Exact output of all the records is required.

[RECORDS PROVIDED Boundary: Start]

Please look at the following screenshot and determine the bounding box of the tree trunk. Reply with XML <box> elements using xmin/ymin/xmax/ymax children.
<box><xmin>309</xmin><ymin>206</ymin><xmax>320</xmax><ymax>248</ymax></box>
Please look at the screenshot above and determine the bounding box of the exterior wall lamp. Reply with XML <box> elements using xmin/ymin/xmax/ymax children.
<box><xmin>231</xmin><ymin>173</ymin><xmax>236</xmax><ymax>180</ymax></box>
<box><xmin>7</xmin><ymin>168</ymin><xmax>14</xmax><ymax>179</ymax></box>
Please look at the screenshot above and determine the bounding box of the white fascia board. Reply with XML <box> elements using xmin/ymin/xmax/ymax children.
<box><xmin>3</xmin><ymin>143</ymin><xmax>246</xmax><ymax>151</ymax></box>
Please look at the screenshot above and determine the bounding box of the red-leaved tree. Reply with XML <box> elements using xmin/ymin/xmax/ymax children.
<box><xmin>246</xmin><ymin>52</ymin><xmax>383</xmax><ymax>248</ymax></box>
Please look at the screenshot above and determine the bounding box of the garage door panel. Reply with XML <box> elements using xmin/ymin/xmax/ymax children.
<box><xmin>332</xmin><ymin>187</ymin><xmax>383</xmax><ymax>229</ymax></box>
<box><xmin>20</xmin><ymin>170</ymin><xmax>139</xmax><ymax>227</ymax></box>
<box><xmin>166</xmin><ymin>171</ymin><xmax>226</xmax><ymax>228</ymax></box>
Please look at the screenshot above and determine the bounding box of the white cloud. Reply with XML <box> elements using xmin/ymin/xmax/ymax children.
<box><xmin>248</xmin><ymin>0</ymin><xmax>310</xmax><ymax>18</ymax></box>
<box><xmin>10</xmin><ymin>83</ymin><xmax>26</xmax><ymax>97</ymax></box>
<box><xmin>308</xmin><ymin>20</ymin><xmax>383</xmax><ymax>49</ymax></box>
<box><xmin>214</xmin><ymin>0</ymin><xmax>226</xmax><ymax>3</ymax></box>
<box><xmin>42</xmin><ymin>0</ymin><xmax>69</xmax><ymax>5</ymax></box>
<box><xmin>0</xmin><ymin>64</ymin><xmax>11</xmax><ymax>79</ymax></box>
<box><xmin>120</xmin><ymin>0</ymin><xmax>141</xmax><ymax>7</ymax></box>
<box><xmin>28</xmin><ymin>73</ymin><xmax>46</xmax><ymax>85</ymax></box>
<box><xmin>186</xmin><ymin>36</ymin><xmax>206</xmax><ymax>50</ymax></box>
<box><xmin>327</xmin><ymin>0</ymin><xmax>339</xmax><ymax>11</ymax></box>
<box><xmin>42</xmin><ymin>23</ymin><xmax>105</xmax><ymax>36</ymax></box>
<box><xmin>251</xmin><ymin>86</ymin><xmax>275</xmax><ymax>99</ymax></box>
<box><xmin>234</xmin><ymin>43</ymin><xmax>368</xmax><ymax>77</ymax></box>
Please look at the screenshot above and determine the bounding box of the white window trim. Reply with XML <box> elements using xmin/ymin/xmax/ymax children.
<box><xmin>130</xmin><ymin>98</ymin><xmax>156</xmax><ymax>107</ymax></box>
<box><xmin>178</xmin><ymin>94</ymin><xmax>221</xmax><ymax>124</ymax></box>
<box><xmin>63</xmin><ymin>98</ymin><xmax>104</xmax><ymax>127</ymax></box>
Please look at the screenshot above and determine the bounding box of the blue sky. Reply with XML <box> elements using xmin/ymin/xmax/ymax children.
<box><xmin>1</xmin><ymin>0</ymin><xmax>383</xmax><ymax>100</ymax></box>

[RECORDS PROVIDED Boundary: End]

__WRITTEN SOLUTION__:
Please look at the following screenshot and determine the bounding box of the tree trunk. Reply with XML <box> elements using xmin/ymin/xmax/ymax children.
<box><xmin>309</xmin><ymin>206</ymin><xmax>320</xmax><ymax>248</ymax></box>
Please look at the screenshot above and determine the bounding box of the exterior wall lamp. Reply with XML <box> elements using xmin/ymin/xmax/ymax children.
<box><xmin>231</xmin><ymin>173</ymin><xmax>236</xmax><ymax>180</ymax></box>
<box><xmin>7</xmin><ymin>168</ymin><xmax>14</xmax><ymax>179</ymax></box>
Please look at the screenshot above and determine the bounding box of the white fascia board. Reply with XML <box> elements using xmin/ymin/xmax/ymax children.
<box><xmin>3</xmin><ymin>143</ymin><xmax>246</xmax><ymax>151</ymax></box>
Please look at the screenshot above and determine the bounding box of the red-leaved tree. Reply with XML <box> elements using xmin/ymin/xmax/ymax children.
<box><xmin>246</xmin><ymin>52</ymin><xmax>383</xmax><ymax>248</ymax></box>
Please look at the screenshot above and determine the bounding box of the garage door panel. Reply with XML <box> elements using xmin/ymin/xmax/ymax children.
<box><xmin>332</xmin><ymin>187</ymin><xmax>383</xmax><ymax>229</ymax></box>
<box><xmin>20</xmin><ymin>170</ymin><xmax>139</xmax><ymax>227</ymax></box>
<box><xmin>166</xmin><ymin>171</ymin><xmax>226</xmax><ymax>228</ymax></box>
Please look at the screenshot above and determine the bounding box of the white cloud. Reply with XML <box> elements using xmin/ymin/xmax/ymax children.
<box><xmin>248</xmin><ymin>0</ymin><xmax>310</xmax><ymax>18</ymax></box>
<box><xmin>10</xmin><ymin>83</ymin><xmax>26</xmax><ymax>97</ymax></box>
<box><xmin>308</xmin><ymin>20</ymin><xmax>383</xmax><ymax>49</ymax></box>
<box><xmin>214</xmin><ymin>0</ymin><xmax>226</xmax><ymax>3</ymax></box>
<box><xmin>42</xmin><ymin>0</ymin><xmax>69</xmax><ymax>5</ymax></box>
<box><xmin>0</xmin><ymin>64</ymin><xmax>11</xmax><ymax>79</ymax></box>
<box><xmin>120</xmin><ymin>0</ymin><xmax>141</xmax><ymax>7</ymax></box>
<box><xmin>28</xmin><ymin>73</ymin><xmax>46</xmax><ymax>85</ymax></box>
<box><xmin>186</xmin><ymin>36</ymin><xmax>206</xmax><ymax>50</ymax></box>
<box><xmin>327</xmin><ymin>0</ymin><xmax>339</xmax><ymax>11</ymax></box>
<box><xmin>42</xmin><ymin>23</ymin><xmax>105</xmax><ymax>36</ymax></box>
<box><xmin>251</xmin><ymin>86</ymin><xmax>275</xmax><ymax>99</ymax></box>
<box><xmin>234</xmin><ymin>43</ymin><xmax>368</xmax><ymax>77</ymax></box>
Please look at the screenshot above and determine the bounding box of the white window trim. Reply with XML <box> elements using xmin/ymin/xmax/ymax children.
<box><xmin>130</xmin><ymin>98</ymin><xmax>156</xmax><ymax>107</ymax></box>
<box><xmin>178</xmin><ymin>94</ymin><xmax>221</xmax><ymax>124</ymax></box>
<box><xmin>63</xmin><ymin>98</ymin><xmax>104</xmax><ymax>127</ymax></box>
Please look at the screenshot above and determine the bounding box of the blue sky. Reply with XML <box> elements using xmin/ymin/xmax/ymax children.
<box><xmin>1</xmin><ymin>0</ymin><xmax>383</xmax><ymax>100</ymax></box>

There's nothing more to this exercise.